What is being asked
Only the lines from the beginning of the data through the line holding "Target: red comb" belong in the answer, printed exactly and without pictures.

··· Information ···

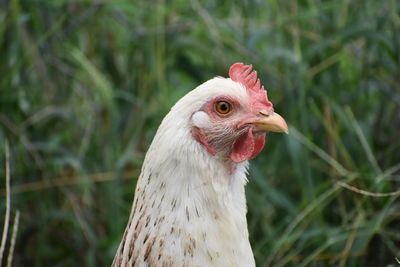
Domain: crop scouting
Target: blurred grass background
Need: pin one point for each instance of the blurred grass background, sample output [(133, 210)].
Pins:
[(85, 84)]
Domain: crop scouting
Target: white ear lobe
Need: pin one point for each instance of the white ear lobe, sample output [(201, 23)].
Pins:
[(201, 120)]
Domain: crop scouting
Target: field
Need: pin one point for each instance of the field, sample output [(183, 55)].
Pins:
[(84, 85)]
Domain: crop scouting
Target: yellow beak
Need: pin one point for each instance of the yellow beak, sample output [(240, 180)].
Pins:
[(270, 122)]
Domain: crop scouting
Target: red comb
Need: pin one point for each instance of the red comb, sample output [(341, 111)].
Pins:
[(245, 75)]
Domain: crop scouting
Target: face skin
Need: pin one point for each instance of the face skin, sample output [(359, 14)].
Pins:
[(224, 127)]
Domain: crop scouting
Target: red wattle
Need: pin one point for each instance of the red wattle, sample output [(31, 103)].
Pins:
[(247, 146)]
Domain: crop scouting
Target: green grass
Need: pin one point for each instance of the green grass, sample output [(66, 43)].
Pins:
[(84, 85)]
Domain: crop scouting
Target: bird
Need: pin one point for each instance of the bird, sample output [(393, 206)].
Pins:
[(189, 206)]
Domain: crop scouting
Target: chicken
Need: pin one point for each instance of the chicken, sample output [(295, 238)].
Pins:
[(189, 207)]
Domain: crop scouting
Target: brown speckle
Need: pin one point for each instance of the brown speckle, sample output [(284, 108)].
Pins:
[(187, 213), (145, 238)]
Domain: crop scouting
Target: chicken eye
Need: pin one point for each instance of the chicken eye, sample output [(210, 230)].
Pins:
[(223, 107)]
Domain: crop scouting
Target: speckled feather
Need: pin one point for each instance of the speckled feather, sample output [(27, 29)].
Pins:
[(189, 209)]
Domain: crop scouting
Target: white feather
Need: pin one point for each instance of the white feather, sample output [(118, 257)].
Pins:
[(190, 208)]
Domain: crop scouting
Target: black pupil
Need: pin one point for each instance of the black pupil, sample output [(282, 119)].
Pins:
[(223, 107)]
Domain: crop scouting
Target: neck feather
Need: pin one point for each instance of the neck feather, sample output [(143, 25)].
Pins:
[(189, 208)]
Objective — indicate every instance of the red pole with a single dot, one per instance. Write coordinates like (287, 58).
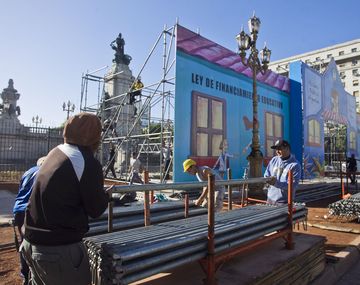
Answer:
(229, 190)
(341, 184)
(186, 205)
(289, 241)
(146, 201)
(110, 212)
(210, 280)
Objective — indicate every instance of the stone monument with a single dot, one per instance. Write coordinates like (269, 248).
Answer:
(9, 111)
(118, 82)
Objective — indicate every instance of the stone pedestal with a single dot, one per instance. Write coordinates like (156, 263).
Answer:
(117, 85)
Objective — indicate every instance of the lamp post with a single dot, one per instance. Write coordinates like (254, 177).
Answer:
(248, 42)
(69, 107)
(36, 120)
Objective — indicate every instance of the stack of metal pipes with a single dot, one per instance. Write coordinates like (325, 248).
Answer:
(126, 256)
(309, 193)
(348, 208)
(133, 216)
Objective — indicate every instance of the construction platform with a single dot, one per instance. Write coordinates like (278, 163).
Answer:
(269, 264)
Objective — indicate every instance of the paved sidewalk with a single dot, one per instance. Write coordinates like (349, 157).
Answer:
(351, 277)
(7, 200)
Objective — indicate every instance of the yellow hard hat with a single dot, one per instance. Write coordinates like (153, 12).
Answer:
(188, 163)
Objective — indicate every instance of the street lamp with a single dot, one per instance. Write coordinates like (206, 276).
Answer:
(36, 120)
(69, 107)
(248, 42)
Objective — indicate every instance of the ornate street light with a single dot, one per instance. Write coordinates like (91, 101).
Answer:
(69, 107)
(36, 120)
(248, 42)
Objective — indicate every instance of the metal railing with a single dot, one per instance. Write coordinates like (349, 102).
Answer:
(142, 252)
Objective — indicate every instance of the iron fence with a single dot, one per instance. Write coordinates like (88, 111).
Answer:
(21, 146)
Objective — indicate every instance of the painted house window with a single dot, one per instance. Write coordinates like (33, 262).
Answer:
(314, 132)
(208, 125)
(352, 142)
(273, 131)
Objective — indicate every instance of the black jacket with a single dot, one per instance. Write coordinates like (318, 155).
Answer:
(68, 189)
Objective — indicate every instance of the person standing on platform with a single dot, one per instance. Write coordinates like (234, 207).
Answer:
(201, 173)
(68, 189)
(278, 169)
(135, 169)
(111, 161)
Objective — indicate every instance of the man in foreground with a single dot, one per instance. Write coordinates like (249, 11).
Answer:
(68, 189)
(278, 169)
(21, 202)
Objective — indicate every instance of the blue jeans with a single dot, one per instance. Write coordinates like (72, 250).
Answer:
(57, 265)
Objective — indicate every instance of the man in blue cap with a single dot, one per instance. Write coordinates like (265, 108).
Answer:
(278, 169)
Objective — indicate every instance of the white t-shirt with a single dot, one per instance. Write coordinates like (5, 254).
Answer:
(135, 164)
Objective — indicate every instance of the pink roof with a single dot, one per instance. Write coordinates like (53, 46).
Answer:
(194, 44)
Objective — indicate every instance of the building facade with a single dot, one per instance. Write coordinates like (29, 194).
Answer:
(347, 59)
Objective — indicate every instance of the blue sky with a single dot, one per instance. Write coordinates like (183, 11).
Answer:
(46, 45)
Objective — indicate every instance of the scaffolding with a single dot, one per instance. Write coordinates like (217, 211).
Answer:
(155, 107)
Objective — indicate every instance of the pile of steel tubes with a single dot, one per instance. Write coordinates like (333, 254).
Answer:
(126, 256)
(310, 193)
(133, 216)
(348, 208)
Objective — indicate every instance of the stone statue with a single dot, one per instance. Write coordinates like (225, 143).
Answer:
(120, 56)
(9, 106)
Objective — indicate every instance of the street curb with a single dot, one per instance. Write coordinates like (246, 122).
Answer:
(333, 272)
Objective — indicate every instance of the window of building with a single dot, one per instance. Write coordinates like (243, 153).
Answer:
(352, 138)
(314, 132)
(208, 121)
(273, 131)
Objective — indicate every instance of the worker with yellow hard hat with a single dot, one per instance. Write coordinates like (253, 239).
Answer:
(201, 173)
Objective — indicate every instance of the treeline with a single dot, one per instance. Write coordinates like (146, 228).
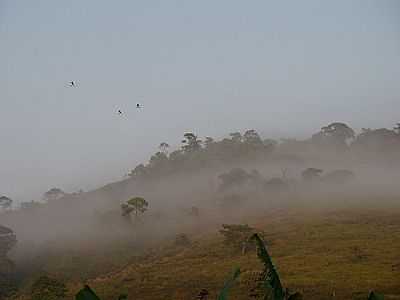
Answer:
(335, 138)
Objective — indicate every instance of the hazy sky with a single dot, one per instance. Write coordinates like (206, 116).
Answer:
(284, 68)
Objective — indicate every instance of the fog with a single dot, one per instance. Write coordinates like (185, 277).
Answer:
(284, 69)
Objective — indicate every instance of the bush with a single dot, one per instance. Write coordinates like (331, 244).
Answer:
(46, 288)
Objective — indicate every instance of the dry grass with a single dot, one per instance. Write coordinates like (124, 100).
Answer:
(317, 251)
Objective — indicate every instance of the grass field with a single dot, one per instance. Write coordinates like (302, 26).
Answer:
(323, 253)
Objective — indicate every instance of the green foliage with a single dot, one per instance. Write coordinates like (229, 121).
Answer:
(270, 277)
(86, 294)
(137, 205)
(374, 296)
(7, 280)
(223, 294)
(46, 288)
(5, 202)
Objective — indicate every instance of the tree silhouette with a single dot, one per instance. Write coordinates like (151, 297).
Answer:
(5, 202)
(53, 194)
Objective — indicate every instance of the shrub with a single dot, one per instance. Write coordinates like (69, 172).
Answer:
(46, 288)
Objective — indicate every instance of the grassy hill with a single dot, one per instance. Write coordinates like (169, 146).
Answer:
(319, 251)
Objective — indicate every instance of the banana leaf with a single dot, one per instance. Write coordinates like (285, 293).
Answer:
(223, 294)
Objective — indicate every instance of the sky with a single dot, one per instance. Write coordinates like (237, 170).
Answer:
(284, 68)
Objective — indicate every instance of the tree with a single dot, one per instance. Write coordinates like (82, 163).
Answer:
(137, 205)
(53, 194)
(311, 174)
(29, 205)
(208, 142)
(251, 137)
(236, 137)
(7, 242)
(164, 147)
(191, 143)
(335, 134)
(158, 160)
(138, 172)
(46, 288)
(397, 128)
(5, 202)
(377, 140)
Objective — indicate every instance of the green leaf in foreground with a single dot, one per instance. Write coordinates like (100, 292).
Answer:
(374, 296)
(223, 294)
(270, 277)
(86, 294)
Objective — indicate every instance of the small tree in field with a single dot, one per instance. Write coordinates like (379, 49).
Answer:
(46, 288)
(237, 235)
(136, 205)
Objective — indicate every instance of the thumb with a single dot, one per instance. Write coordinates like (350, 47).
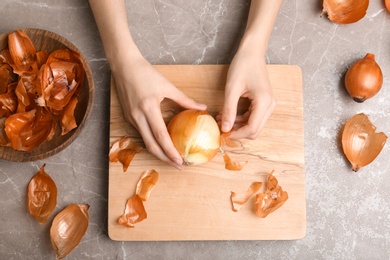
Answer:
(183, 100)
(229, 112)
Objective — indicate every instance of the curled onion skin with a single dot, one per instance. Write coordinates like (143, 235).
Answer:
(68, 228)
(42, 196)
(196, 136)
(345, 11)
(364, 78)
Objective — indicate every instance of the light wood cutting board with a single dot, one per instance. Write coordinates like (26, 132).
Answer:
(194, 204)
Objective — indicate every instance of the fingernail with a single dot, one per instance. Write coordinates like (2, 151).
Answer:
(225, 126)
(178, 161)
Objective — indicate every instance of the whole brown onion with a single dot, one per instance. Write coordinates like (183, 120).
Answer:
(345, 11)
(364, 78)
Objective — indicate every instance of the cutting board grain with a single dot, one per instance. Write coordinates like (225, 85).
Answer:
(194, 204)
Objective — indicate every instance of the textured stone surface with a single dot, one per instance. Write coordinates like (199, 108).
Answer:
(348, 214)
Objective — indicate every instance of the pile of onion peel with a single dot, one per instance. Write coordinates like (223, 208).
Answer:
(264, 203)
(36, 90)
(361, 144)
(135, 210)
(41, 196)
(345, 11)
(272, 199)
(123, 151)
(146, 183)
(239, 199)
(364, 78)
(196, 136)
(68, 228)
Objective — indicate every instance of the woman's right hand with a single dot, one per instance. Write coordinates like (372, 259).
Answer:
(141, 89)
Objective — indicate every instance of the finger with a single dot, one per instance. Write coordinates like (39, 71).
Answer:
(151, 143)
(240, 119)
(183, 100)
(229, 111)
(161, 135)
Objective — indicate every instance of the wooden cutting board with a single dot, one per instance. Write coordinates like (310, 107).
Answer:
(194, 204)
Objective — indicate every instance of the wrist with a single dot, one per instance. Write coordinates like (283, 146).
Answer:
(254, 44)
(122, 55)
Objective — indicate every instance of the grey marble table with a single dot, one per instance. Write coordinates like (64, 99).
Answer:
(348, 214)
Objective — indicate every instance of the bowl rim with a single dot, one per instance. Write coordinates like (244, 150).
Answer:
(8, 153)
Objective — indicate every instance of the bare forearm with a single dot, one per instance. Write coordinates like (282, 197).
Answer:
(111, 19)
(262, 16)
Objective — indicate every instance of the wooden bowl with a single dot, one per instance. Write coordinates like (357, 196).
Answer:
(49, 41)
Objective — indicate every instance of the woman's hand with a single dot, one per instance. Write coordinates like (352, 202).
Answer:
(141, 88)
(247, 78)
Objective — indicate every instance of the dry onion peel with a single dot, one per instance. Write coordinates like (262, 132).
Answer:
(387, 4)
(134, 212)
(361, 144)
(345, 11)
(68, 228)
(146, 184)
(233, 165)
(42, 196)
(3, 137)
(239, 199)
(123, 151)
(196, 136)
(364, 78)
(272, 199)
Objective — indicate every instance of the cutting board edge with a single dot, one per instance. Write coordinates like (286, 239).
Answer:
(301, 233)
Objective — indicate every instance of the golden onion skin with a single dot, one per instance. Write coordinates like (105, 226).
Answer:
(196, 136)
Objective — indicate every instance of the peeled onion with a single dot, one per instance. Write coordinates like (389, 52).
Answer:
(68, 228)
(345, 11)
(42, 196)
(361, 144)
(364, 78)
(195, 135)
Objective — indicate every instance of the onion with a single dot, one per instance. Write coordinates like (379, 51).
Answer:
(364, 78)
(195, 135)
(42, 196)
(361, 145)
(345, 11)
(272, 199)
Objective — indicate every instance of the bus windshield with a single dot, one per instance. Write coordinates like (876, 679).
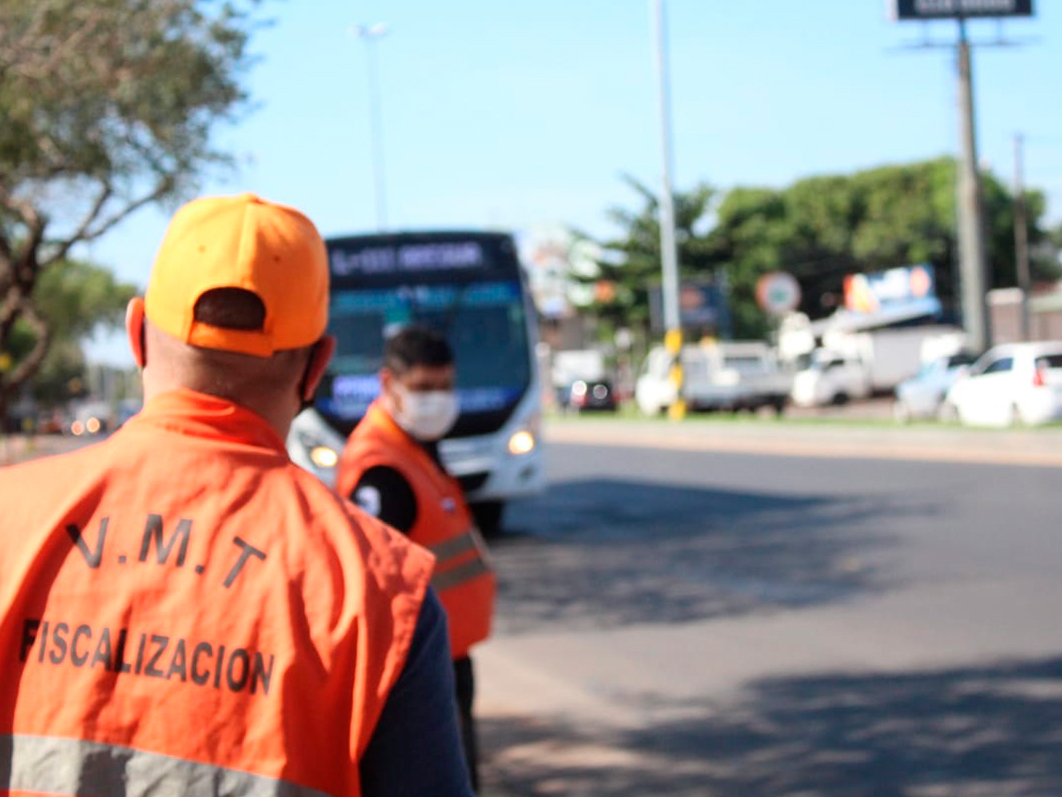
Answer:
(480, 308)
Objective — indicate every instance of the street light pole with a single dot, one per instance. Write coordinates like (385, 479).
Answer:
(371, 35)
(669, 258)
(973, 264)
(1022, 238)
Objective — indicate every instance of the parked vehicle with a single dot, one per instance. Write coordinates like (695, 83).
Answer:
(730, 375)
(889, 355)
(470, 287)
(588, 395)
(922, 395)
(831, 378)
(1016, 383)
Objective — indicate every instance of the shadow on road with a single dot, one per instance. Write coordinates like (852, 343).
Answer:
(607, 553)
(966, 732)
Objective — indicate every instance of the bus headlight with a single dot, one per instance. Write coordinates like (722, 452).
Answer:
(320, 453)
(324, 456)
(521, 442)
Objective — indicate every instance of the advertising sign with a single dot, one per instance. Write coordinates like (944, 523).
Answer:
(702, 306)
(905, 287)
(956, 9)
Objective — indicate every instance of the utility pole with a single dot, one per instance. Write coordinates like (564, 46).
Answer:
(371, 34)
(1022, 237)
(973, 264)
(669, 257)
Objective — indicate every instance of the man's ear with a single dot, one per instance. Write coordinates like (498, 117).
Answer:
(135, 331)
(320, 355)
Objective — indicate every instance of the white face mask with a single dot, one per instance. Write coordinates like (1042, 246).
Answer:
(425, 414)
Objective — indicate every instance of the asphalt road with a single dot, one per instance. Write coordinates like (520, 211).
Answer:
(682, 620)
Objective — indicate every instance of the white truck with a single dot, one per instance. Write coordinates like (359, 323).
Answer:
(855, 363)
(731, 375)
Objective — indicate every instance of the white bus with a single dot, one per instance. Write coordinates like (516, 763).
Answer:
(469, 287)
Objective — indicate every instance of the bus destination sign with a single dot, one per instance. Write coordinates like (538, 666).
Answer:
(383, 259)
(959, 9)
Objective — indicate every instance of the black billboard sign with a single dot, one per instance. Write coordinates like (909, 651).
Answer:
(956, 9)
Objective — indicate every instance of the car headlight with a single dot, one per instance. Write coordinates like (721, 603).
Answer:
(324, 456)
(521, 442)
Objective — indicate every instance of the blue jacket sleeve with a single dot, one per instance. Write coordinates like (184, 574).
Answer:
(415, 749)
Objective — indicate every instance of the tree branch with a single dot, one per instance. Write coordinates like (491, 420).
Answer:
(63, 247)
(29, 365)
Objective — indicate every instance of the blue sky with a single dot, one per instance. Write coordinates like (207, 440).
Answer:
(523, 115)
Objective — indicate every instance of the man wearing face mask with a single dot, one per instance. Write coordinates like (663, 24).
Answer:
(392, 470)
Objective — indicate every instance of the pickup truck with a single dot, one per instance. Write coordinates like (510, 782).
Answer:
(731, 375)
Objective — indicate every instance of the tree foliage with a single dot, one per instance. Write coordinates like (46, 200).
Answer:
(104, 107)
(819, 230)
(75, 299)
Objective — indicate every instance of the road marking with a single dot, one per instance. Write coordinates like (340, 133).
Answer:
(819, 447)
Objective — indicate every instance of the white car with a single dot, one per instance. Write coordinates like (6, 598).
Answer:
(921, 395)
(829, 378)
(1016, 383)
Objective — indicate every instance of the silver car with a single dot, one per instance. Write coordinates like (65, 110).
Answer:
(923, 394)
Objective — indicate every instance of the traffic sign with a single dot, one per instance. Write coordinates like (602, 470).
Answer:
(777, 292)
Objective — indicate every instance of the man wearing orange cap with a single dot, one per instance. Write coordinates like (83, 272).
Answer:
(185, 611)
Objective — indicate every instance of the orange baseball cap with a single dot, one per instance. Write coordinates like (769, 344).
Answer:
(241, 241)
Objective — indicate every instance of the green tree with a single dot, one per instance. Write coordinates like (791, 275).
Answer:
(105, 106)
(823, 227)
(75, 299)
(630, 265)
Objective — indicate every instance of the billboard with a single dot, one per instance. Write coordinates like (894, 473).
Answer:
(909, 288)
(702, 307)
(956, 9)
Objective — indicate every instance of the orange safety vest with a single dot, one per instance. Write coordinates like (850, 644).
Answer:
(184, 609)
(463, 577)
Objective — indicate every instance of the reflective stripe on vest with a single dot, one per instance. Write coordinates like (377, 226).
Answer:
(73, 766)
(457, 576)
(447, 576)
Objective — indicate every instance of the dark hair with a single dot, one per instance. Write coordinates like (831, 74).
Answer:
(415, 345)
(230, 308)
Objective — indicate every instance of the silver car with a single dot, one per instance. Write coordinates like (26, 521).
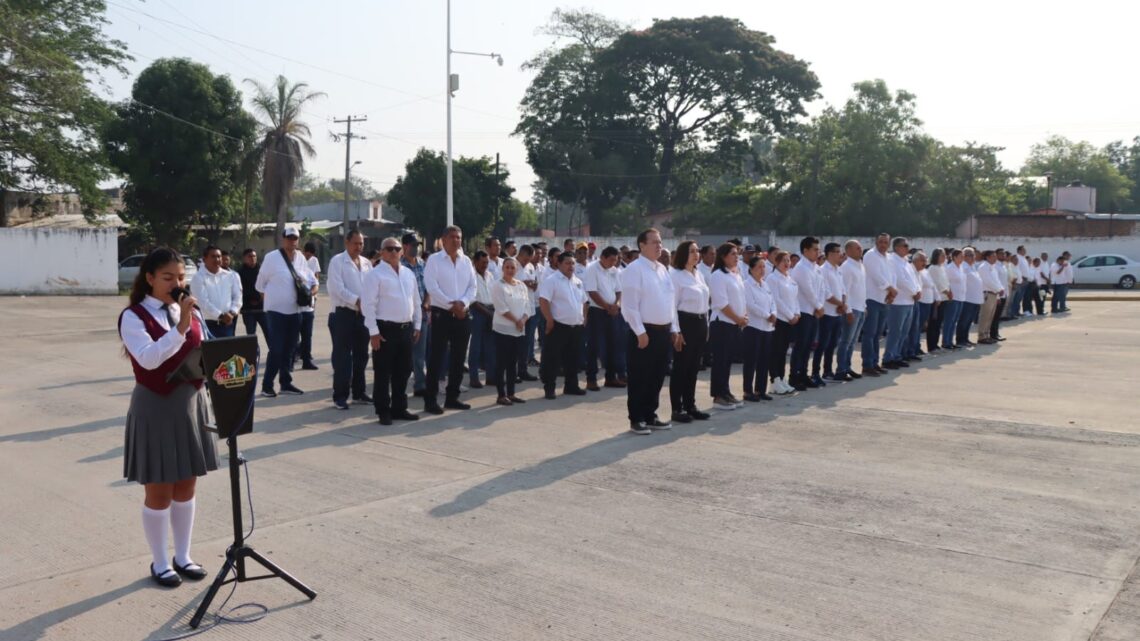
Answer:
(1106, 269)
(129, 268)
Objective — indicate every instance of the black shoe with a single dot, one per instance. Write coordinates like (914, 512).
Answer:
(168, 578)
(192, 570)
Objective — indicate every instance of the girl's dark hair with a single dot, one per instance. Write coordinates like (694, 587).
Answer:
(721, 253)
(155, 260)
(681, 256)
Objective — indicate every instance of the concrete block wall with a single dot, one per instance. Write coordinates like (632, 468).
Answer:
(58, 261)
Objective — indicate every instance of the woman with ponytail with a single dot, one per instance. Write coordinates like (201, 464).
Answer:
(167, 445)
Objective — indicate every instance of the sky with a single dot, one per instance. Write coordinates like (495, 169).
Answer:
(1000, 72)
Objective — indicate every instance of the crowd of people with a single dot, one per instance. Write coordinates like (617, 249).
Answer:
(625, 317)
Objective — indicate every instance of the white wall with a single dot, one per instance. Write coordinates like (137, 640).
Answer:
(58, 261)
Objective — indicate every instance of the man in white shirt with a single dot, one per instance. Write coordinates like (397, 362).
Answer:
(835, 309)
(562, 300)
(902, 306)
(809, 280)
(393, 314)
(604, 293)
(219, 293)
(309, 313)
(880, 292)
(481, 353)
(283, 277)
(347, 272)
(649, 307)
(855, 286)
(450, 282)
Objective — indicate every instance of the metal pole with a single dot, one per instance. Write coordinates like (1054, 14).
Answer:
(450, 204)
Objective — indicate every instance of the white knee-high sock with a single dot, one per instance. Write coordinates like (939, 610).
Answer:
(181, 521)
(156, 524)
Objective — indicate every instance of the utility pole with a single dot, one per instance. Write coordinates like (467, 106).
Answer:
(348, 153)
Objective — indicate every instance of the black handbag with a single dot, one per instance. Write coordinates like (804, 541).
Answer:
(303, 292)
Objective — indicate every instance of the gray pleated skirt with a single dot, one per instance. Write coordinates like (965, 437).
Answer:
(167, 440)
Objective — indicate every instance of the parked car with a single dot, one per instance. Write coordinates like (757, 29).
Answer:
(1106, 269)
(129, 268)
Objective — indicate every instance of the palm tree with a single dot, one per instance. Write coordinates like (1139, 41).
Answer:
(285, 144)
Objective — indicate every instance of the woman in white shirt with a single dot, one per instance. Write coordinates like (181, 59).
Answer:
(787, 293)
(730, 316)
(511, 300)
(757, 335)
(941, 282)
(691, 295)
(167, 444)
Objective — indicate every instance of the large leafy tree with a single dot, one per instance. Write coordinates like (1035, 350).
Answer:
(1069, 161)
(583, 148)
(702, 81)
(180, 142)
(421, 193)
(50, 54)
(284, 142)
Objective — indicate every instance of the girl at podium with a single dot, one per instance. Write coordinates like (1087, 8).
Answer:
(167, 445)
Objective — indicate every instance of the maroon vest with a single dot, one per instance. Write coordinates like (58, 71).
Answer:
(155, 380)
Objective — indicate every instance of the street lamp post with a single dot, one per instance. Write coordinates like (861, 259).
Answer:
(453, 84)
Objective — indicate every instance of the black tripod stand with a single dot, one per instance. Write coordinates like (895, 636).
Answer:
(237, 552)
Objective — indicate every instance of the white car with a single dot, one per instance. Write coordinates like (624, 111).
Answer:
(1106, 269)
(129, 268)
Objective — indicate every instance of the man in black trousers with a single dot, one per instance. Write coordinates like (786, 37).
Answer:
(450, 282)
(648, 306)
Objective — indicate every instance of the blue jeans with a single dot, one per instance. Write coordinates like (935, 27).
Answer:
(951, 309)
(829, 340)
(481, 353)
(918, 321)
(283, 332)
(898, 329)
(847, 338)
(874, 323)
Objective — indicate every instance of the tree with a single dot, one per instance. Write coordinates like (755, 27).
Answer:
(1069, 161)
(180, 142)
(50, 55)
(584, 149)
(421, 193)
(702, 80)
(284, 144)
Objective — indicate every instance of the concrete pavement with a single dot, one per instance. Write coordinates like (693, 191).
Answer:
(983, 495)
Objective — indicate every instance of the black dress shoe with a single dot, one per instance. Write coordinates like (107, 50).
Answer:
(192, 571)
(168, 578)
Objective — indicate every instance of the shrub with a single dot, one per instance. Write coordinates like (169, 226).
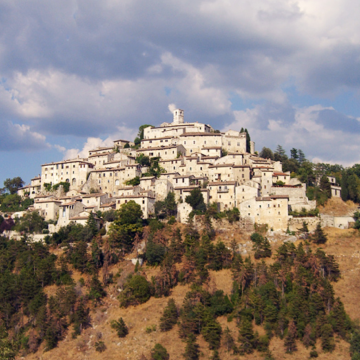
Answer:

···

Completed task
Domain: crop scouting
Target: blurred grass background
Need: pin one point for each instance of the blurred grass background, sample output [(133, 210)].
Pins:
[(85, 84)]
Domain: crop scouting
Target: white ear lobe
Need: pin one point for each instance of the white ear lobe, sample output [(201, 23)].
Pins:
[(201, 120)]
Domain: crop scouting
Target: field
Need: pin one point for each instance of the field, sample output [(183, 55)].
Pins:
[(84, 85)]
Domain: crop scouting
Target: yellow beak
Need: pin one point for each instance of the yellow beak, sample output [(240, 180)].
Pins:
[(270, 122)]
Domain: crop scouting
Target: red comb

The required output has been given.